AIM OF THE EXERCISE »
Select every line in the records below that contains the string "waterfall", and copy each one.

Image location labeling records »
— BEGIN —
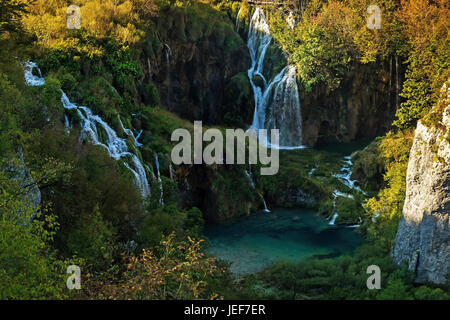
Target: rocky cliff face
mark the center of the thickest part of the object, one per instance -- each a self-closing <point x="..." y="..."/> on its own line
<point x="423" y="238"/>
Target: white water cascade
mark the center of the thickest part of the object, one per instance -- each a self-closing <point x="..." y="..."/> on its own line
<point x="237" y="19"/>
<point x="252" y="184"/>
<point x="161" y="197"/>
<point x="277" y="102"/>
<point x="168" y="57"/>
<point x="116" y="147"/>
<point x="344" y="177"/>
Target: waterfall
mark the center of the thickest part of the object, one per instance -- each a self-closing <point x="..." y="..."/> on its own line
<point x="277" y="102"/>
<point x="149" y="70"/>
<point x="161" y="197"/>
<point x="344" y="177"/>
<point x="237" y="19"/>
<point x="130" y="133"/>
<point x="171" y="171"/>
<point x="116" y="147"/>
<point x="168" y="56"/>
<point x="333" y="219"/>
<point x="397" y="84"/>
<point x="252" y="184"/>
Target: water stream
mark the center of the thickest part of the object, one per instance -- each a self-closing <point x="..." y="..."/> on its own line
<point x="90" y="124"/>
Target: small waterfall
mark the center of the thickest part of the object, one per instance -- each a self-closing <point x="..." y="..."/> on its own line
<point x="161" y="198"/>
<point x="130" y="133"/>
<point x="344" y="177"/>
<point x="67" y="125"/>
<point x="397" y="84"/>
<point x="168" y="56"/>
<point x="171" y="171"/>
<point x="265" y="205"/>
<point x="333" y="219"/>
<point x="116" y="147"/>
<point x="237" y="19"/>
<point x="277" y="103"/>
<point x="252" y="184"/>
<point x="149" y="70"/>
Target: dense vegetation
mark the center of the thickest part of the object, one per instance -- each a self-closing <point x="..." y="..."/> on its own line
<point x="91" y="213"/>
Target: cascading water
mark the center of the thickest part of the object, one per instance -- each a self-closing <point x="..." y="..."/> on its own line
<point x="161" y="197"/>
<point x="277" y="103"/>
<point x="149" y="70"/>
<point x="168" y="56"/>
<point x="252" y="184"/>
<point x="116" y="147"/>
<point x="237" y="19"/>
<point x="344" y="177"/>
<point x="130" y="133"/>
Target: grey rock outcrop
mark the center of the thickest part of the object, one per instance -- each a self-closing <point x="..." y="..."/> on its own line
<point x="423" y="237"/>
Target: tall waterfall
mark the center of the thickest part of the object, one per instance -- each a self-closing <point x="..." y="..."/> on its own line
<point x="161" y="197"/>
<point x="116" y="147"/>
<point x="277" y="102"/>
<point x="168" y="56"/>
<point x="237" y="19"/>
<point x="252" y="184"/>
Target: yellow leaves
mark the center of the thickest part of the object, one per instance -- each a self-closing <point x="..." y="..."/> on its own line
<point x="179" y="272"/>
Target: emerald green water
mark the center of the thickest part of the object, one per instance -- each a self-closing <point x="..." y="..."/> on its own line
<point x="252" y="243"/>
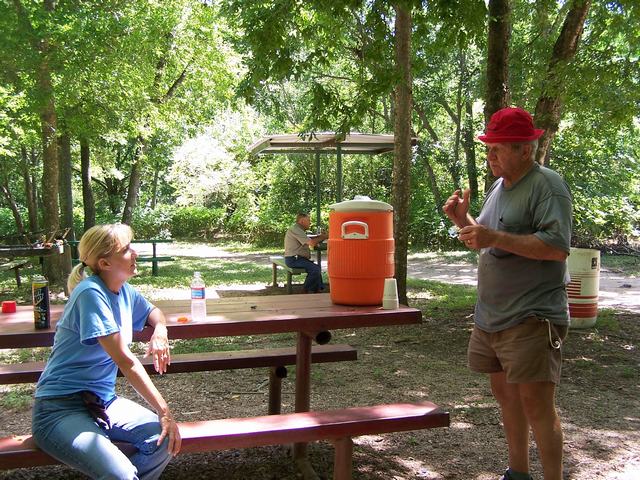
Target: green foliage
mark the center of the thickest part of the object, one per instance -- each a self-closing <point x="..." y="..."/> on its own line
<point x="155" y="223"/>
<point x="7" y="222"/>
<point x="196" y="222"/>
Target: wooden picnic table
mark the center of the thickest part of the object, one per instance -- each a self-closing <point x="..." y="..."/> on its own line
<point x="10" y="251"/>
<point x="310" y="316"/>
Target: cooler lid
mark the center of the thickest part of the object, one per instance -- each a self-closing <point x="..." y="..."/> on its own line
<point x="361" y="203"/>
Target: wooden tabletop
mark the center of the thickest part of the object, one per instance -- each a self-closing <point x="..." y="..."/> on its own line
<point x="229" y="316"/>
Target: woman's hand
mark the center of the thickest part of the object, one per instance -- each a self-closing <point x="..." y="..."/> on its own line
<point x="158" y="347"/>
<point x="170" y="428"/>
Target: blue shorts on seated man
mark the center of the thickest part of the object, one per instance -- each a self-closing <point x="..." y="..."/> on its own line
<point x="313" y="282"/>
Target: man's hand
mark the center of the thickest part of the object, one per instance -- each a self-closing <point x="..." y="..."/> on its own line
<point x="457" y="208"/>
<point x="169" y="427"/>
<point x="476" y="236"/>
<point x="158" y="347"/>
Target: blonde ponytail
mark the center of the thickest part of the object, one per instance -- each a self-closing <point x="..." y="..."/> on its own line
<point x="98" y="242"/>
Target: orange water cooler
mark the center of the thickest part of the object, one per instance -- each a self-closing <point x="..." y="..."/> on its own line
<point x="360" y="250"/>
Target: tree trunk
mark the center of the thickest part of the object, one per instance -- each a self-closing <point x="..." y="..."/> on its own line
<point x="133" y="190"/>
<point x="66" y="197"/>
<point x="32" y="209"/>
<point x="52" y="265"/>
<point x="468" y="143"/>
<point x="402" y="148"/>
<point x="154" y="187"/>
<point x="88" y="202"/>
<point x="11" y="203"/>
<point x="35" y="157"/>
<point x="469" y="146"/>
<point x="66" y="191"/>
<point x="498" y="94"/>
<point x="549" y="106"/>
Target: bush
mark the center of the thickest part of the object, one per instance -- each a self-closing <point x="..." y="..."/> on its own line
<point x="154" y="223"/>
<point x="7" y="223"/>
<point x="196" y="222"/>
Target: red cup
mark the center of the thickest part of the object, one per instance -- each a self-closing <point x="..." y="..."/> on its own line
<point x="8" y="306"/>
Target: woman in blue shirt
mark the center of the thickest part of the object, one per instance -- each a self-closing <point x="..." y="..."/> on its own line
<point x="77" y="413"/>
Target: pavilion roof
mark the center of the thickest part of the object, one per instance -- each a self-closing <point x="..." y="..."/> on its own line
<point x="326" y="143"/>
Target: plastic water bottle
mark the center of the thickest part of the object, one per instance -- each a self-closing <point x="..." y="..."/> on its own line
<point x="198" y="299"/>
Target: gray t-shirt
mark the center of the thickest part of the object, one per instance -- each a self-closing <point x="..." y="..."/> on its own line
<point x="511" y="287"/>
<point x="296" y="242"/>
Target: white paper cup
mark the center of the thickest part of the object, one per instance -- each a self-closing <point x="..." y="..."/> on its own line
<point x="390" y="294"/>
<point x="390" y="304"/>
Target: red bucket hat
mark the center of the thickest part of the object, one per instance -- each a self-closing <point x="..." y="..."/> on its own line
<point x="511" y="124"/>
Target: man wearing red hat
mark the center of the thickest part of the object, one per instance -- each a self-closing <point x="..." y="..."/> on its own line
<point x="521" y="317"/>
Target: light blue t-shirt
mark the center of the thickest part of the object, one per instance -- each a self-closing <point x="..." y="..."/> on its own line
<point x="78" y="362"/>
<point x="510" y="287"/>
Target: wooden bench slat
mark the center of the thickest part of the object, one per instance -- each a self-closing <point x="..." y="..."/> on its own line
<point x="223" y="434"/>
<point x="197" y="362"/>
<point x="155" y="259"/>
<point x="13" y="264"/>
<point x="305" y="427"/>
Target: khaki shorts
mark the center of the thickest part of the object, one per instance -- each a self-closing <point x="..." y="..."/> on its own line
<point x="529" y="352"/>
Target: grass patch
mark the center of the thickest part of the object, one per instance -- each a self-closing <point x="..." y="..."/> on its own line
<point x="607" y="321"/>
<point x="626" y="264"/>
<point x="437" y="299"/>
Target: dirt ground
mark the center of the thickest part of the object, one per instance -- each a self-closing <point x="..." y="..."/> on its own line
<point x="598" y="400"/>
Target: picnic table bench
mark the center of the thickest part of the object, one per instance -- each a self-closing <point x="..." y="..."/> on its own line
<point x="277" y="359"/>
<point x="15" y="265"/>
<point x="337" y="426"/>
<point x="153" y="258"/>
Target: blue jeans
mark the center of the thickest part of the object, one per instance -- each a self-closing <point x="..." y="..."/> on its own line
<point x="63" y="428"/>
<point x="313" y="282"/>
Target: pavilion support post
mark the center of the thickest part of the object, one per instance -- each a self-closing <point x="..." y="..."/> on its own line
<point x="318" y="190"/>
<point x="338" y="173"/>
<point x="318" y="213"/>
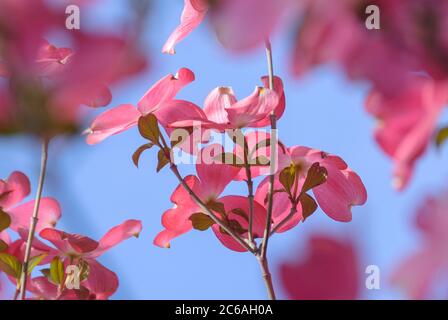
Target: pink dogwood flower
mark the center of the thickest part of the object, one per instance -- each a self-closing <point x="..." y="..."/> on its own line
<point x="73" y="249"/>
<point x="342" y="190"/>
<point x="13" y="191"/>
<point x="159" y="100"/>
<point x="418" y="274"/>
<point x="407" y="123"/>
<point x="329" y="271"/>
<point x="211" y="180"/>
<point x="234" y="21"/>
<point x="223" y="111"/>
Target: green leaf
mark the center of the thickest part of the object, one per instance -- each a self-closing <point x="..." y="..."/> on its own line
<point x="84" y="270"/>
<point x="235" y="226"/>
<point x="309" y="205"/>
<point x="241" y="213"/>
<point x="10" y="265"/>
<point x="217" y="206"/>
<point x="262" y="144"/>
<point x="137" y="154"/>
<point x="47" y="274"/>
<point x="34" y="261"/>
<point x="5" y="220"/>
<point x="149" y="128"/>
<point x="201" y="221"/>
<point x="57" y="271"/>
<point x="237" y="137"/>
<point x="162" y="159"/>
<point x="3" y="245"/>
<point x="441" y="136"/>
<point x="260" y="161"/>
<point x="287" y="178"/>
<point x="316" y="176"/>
— END —
— BEGIN —
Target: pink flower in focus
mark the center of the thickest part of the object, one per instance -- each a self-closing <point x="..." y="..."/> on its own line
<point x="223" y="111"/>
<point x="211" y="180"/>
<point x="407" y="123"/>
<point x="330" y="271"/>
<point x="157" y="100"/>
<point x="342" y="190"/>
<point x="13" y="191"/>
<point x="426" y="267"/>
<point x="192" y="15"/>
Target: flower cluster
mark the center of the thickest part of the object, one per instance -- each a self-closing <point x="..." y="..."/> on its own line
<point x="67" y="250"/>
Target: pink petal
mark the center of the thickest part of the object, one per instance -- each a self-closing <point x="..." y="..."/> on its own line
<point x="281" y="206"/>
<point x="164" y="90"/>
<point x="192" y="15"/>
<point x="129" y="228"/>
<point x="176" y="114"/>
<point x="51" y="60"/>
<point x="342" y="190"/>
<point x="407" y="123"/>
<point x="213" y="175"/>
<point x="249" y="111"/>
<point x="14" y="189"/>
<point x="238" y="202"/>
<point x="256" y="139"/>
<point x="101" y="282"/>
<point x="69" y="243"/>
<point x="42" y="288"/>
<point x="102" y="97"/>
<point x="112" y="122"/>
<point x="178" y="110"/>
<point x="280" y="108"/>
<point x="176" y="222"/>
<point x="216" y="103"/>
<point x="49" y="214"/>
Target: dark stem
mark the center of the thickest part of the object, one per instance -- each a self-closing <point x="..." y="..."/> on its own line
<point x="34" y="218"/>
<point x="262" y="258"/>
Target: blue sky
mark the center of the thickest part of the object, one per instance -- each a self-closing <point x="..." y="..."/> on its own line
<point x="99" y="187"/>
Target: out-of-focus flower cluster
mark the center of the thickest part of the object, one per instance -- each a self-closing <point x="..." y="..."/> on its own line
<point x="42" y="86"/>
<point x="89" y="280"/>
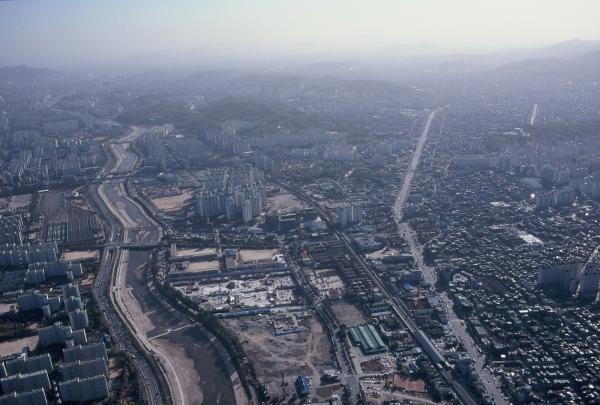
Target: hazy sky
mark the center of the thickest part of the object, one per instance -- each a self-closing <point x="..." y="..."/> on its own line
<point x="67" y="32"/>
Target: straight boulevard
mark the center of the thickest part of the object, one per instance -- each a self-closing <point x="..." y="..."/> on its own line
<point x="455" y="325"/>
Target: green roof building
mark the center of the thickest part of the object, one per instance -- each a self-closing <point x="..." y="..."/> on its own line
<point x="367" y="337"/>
— END —
OUTPUT FOR THIS EXERCISE »
Target: waterfall
Target: small waterfall
Target: tall waterfall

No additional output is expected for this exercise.